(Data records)
* Begin *

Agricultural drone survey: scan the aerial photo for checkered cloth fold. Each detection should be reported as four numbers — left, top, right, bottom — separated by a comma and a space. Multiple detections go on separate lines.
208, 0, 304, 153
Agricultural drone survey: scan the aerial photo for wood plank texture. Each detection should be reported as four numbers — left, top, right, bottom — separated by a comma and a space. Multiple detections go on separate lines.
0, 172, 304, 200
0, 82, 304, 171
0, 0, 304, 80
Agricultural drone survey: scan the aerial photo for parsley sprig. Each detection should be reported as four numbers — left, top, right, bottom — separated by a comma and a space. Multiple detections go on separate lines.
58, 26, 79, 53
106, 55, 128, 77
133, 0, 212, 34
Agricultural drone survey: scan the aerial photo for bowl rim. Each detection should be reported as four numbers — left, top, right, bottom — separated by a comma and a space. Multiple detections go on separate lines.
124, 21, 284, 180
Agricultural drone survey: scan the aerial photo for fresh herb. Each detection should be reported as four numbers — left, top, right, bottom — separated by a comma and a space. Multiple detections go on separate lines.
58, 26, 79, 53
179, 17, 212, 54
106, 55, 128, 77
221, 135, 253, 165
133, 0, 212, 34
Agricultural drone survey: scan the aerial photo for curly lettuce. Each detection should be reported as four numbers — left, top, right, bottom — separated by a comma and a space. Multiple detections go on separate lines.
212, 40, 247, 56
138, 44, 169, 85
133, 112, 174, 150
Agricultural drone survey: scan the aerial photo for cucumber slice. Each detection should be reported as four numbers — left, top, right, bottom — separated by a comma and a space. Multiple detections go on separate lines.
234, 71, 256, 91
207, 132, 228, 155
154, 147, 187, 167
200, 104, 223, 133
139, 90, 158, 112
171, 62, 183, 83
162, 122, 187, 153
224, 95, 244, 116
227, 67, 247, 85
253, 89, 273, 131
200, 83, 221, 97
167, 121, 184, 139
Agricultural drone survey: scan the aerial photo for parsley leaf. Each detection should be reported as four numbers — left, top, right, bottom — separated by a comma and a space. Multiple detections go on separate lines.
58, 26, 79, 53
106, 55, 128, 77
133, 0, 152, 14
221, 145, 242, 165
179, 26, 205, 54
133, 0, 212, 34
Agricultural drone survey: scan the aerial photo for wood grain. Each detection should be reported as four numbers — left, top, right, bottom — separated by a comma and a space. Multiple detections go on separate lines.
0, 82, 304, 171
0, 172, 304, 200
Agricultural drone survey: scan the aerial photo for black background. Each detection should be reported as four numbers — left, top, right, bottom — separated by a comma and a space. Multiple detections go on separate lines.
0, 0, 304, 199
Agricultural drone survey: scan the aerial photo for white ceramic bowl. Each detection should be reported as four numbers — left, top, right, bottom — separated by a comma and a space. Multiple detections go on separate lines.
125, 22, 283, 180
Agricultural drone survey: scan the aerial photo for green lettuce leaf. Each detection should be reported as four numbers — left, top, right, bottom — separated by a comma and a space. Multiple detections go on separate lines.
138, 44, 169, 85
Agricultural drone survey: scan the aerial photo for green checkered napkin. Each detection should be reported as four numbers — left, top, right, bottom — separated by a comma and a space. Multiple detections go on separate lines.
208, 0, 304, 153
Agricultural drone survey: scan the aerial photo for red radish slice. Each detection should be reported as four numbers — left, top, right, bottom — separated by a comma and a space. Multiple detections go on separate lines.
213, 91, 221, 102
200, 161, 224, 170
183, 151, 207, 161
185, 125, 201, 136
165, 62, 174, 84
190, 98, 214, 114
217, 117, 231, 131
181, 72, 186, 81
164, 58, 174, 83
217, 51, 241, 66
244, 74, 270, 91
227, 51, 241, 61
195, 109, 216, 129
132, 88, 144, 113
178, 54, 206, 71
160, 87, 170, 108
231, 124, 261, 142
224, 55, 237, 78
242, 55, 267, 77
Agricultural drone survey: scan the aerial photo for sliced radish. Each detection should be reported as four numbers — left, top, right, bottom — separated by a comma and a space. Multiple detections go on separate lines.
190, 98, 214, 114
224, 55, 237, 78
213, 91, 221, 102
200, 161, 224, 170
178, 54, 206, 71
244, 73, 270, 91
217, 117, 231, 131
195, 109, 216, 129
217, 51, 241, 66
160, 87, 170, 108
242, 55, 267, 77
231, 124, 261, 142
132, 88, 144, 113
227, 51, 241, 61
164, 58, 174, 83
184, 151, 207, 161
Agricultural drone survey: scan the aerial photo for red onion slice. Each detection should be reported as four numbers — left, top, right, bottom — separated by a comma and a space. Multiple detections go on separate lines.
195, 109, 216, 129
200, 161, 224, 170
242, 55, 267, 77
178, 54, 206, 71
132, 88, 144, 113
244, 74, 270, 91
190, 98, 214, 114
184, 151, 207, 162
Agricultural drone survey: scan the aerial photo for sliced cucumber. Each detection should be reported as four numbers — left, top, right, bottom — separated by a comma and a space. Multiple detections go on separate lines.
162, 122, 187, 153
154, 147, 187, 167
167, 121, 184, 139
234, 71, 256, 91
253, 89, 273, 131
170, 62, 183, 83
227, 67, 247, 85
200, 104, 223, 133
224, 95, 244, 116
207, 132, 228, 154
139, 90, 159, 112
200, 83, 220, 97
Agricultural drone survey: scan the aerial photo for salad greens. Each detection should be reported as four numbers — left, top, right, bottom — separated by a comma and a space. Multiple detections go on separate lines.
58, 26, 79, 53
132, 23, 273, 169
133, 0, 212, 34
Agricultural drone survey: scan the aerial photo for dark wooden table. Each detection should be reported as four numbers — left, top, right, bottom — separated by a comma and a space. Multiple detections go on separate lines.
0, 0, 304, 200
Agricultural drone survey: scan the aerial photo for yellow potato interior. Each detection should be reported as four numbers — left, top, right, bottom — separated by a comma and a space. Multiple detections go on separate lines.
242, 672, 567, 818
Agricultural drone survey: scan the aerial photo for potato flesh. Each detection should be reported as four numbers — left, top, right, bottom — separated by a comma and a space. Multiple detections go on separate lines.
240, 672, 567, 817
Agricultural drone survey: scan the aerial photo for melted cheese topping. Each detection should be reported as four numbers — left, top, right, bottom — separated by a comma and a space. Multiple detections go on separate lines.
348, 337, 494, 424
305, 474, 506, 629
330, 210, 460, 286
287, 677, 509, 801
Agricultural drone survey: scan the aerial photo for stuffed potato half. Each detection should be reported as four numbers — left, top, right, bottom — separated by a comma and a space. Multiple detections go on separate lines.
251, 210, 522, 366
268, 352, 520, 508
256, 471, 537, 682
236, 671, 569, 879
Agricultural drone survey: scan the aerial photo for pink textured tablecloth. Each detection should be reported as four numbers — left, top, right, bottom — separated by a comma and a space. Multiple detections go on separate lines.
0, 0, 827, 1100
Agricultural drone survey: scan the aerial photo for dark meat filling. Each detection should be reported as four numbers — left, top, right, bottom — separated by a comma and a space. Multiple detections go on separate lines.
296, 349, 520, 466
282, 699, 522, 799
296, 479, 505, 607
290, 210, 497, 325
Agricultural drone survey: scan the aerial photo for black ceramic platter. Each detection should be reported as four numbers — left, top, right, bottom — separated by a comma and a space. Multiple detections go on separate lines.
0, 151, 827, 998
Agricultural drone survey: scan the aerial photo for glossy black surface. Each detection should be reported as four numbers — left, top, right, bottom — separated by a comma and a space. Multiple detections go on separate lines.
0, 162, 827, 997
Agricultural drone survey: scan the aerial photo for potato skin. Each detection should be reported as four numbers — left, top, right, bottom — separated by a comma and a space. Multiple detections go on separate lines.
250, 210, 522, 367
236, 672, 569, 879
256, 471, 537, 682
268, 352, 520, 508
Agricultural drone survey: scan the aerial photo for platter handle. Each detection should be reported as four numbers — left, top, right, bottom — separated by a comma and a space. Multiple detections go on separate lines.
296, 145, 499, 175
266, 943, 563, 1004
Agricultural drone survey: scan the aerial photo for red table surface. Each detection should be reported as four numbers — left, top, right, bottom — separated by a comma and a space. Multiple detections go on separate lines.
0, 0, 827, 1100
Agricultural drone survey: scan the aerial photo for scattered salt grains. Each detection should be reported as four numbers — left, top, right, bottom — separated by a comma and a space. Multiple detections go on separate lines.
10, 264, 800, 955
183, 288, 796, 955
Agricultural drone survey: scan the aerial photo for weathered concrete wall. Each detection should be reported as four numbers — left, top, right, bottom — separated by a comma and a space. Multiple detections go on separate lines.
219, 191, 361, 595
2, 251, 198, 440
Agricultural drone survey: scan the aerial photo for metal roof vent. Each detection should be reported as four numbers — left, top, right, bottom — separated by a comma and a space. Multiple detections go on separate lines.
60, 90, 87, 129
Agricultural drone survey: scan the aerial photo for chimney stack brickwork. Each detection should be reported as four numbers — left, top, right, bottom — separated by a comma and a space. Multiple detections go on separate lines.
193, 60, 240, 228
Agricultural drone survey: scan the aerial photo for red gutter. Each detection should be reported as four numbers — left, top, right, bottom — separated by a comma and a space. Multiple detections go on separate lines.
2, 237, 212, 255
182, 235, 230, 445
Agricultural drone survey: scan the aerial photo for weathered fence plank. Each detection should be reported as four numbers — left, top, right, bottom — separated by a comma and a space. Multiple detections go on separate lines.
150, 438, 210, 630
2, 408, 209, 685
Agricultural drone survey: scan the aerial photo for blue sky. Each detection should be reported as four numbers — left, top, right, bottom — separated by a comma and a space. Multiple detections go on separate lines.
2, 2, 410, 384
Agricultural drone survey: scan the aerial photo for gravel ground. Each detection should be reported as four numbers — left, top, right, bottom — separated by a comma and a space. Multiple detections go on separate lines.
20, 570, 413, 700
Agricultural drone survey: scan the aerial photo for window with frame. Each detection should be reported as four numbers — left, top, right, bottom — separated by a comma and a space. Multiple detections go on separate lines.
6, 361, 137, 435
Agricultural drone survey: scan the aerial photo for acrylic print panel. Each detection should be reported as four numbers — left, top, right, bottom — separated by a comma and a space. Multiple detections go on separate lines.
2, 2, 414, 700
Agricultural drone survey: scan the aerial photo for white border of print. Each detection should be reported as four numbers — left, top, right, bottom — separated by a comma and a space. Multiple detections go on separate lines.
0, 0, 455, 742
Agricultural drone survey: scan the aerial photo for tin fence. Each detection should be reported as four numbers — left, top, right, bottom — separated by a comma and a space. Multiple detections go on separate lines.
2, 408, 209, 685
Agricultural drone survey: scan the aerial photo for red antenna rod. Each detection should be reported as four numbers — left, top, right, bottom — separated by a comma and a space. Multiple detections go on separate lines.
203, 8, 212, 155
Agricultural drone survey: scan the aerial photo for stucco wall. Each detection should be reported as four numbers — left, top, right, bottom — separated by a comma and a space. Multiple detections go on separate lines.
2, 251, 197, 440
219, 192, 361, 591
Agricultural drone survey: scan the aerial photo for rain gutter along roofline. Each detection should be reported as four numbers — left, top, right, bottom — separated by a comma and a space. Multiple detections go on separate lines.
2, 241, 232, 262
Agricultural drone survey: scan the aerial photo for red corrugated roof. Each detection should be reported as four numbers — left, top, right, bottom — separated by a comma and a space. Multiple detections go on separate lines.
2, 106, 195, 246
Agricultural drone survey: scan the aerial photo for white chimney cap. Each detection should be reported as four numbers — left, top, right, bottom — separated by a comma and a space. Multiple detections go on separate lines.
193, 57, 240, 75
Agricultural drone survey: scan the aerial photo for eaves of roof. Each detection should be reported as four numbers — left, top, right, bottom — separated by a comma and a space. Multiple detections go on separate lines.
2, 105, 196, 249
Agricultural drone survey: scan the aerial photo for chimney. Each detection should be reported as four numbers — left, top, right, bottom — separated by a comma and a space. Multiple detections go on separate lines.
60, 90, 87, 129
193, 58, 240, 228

* End *

Output the lines of the listing from the line containing "for sliced cucumber." through the line containing "240, 672, 567, 817", both included, as a JSON list of strings with one string per line and blank lines omitted.

[
  "Agricultural drone survey: scan the aerial photo for sliced cucumber. Each detection should be reported as four numbers — left, top, right, bottom — separated by a comma and a space. Multiple detections go on separate lines.",
  "162, 122, 187, 153",
  "154, 147, 187, 167",
  "167, 121, 184, 139",
  "234, 71, 256, 91",
  "253, 89, 273, 131",
  "170, 62, 183, 83",
  "227, 67, 247, 85",
  "200, 104, 223, 133",
  "224, 95, 244, 116",
  "207, 132, 228, 154",
  "139, 90, 159, 112",
  "200, 83, 220, 97",
  "Agricultural drone survey: scan the aerial photo for salad greens. Each detection should be reported as four numbers — left, top, right, bottom — separated by a comma and a space. Multiple detections go on separate lines.",
  "58, 26, 79, 53",
  "132, 23, 273, 169",
  "133, 0, 212, 34",
  "Agricultural drone survey: scan the aerial photo for dark wooden table. Each detection should be reported as four numbers — left, top, right, bottom — separated by a comma and a space. Multiple detections go on separate lines.",
  "0, 0, 304, 200",
  "Agricultural drone survey: scan the aerial photo for yellow potato interior. Each detection should be reported as four numbers — left, top, right, bottom — separated by a comma and a space. Multiple detections go on separate lines.",
  "242, 672, 567, 818",
  "Agricultural drone survey: scan the aerial photo for potato flesh. Each detection should be reported as four numbers — left, top, right, bottom — separated by a comma and a space. Multiple detections go on separate lines.",
  "240, 672, 567, 817"
]